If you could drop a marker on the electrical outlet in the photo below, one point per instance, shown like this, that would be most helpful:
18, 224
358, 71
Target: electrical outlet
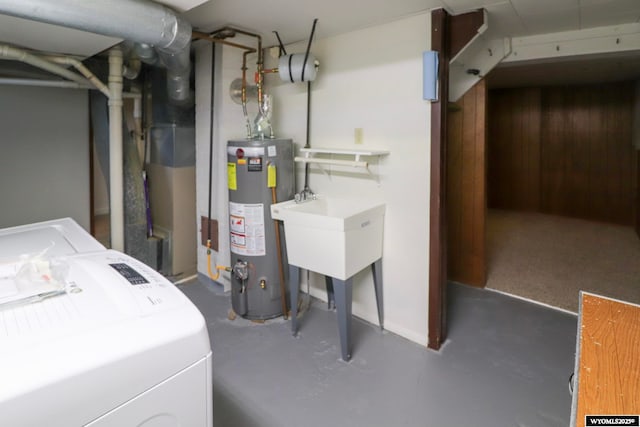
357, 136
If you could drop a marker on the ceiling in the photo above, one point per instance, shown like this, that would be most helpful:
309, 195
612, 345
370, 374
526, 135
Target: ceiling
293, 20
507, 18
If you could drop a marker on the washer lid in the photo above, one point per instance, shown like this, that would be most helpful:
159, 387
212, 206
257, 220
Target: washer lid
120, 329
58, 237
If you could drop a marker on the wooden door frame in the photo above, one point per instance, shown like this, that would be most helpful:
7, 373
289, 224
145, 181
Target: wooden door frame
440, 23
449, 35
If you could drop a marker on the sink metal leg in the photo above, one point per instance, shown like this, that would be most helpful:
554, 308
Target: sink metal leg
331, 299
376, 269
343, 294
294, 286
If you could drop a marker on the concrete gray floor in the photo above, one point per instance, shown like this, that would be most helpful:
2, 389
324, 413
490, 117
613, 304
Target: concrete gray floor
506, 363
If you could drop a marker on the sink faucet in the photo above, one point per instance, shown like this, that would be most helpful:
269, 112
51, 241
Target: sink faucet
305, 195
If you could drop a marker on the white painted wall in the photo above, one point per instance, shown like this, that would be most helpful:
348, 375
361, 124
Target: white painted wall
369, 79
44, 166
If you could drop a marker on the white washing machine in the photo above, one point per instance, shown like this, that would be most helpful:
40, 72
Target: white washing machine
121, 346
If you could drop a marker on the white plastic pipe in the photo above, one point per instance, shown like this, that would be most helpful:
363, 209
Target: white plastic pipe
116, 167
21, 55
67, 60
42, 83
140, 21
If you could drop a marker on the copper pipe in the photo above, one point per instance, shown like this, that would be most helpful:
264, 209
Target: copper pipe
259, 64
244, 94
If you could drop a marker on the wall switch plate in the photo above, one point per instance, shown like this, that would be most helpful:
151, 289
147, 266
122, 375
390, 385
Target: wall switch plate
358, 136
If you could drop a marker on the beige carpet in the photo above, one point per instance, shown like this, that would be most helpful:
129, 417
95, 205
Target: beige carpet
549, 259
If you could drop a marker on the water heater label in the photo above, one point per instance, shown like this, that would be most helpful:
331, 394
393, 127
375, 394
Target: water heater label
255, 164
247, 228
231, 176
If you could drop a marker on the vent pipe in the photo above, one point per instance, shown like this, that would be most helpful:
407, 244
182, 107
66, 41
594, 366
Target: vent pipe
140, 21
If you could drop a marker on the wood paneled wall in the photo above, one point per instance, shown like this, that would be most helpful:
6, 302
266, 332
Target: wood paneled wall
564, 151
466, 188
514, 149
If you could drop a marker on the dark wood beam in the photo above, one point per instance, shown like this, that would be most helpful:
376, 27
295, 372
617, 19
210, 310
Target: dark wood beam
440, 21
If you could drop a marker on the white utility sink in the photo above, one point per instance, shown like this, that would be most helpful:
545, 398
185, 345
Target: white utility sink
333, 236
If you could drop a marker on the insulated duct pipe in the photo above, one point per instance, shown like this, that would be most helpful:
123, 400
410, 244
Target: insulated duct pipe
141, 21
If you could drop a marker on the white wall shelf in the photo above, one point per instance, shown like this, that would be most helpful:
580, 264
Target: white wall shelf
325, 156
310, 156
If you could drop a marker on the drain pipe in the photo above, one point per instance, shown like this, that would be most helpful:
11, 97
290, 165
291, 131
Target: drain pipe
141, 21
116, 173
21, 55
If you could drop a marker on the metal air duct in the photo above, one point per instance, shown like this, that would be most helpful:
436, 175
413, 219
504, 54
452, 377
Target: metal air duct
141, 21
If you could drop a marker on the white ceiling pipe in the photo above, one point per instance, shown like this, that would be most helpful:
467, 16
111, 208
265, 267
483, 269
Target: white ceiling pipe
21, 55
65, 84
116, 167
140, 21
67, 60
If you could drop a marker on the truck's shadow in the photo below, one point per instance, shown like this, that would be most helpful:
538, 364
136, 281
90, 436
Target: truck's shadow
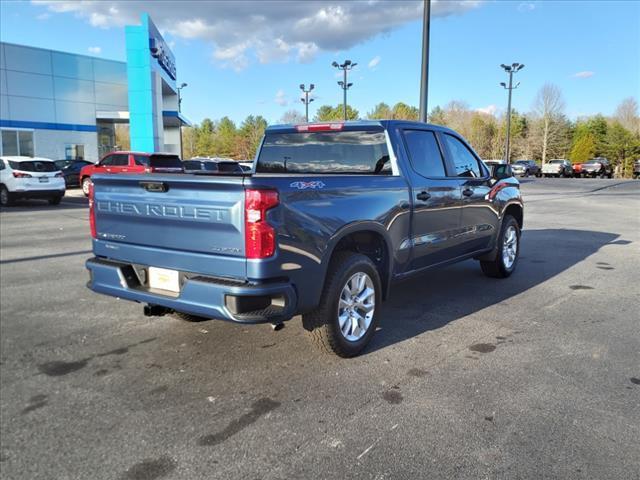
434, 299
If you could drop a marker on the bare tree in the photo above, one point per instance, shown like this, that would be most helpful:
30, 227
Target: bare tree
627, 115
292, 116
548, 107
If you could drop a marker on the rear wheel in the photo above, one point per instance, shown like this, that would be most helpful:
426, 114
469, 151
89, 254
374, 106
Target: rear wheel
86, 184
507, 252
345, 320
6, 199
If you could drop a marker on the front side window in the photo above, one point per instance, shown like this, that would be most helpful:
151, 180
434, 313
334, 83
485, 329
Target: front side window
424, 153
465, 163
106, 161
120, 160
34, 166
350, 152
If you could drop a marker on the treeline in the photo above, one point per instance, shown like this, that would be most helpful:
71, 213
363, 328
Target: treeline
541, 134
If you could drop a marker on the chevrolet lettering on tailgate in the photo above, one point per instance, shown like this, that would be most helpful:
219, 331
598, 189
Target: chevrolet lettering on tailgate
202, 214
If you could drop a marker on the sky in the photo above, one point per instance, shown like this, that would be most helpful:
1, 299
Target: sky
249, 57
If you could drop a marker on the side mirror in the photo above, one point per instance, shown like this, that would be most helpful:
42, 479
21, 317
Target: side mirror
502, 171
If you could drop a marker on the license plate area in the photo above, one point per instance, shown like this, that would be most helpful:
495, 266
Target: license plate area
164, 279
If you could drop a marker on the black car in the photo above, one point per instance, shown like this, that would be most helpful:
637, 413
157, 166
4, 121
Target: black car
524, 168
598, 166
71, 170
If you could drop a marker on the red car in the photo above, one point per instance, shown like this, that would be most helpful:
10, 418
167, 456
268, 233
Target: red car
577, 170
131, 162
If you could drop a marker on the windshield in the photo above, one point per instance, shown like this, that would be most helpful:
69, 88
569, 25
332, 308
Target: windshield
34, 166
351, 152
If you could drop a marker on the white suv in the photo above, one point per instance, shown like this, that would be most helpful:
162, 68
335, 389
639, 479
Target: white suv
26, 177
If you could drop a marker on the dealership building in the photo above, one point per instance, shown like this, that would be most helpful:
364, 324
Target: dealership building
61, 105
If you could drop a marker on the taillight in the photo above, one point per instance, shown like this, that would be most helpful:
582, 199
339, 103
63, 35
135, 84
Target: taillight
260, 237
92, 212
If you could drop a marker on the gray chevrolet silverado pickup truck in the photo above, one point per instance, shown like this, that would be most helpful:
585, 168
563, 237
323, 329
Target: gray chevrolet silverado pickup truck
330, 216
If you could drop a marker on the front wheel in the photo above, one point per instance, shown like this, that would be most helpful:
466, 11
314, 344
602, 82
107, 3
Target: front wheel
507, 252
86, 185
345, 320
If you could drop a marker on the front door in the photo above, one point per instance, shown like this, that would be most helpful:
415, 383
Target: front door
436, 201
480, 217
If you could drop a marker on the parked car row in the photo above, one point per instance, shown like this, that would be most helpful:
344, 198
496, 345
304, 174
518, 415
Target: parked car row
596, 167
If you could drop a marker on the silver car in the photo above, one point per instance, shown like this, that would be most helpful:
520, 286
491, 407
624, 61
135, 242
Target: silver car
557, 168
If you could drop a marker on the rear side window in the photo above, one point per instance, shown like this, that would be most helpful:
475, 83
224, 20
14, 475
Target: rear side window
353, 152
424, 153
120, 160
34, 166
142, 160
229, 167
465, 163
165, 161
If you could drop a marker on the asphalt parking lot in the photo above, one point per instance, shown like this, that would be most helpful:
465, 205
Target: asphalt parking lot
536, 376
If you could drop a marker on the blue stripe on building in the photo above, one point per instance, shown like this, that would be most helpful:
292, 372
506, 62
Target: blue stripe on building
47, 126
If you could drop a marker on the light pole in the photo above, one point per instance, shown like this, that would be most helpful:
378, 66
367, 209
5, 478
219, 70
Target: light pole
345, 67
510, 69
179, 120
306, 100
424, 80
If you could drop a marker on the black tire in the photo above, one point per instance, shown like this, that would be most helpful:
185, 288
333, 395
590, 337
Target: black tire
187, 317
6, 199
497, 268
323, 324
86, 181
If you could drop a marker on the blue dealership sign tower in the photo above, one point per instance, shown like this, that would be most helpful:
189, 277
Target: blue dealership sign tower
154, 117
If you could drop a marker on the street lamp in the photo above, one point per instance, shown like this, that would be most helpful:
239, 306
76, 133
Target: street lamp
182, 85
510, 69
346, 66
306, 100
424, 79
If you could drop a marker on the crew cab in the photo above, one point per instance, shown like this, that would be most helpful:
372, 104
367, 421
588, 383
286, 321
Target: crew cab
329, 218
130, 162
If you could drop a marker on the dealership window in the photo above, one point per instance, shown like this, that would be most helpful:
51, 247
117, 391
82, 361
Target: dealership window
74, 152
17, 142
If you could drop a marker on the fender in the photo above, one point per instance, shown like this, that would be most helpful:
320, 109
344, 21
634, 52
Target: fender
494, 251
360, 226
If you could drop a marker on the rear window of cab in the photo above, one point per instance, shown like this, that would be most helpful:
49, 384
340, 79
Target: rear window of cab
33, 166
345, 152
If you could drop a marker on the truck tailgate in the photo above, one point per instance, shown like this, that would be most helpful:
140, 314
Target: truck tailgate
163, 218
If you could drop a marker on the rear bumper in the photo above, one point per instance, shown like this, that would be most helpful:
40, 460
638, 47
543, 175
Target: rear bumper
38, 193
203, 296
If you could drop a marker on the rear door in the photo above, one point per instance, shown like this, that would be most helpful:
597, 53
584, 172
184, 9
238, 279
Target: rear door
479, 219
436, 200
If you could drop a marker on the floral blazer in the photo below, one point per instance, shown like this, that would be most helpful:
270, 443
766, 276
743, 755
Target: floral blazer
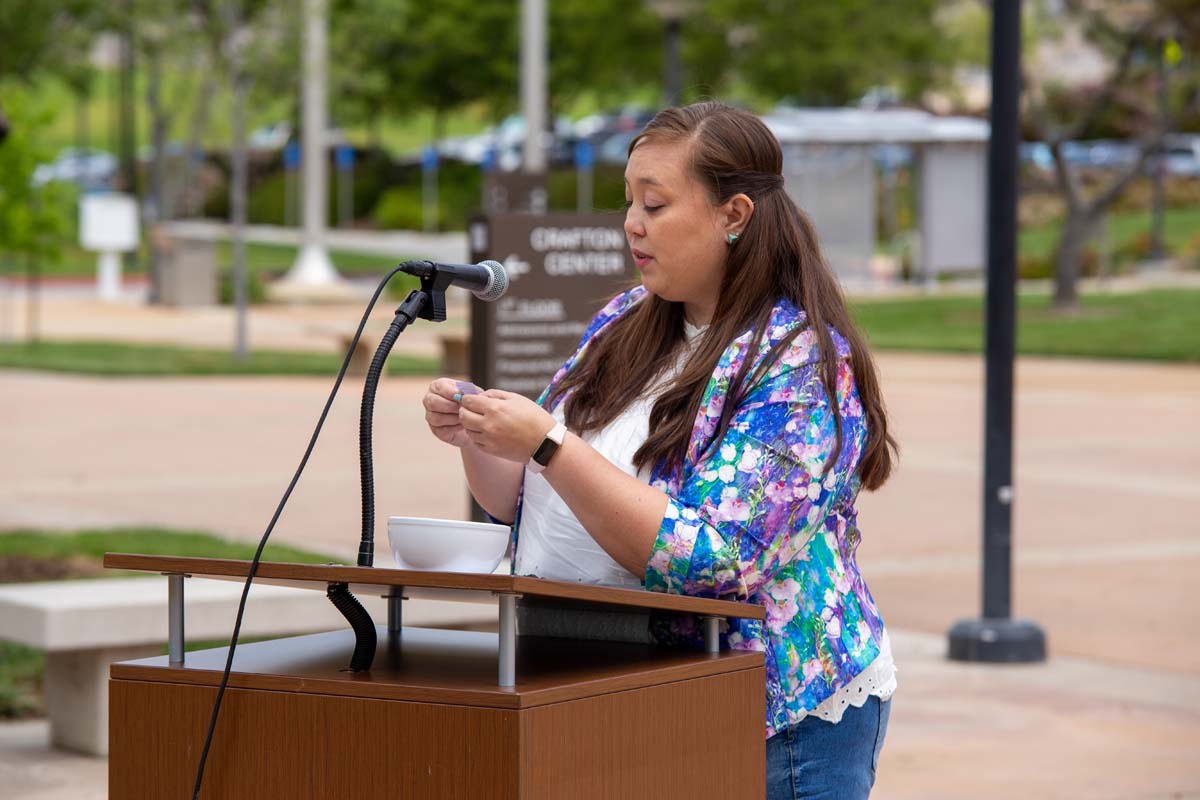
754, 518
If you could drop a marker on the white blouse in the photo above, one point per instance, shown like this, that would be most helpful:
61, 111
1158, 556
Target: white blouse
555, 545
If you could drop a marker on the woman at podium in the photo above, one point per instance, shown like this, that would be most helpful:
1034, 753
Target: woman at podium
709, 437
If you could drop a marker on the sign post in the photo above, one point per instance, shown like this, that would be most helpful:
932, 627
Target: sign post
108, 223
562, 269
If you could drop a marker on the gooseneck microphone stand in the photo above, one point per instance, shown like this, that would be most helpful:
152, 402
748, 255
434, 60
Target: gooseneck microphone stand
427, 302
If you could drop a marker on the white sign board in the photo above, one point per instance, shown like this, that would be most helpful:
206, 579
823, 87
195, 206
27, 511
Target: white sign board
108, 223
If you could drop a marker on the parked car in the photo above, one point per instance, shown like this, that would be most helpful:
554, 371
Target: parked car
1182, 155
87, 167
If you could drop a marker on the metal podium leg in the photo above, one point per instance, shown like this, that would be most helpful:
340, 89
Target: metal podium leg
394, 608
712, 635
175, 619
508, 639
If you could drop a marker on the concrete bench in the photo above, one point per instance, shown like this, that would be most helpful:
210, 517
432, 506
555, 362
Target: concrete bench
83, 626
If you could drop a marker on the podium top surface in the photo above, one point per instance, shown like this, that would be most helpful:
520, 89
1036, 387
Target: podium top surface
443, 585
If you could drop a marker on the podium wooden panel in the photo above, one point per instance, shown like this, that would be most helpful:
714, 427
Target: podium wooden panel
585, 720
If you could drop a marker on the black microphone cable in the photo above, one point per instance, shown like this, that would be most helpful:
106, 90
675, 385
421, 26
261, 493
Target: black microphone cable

# # #

Across all of the material above, how many lines contain the word "below"? Only the number should be given.

3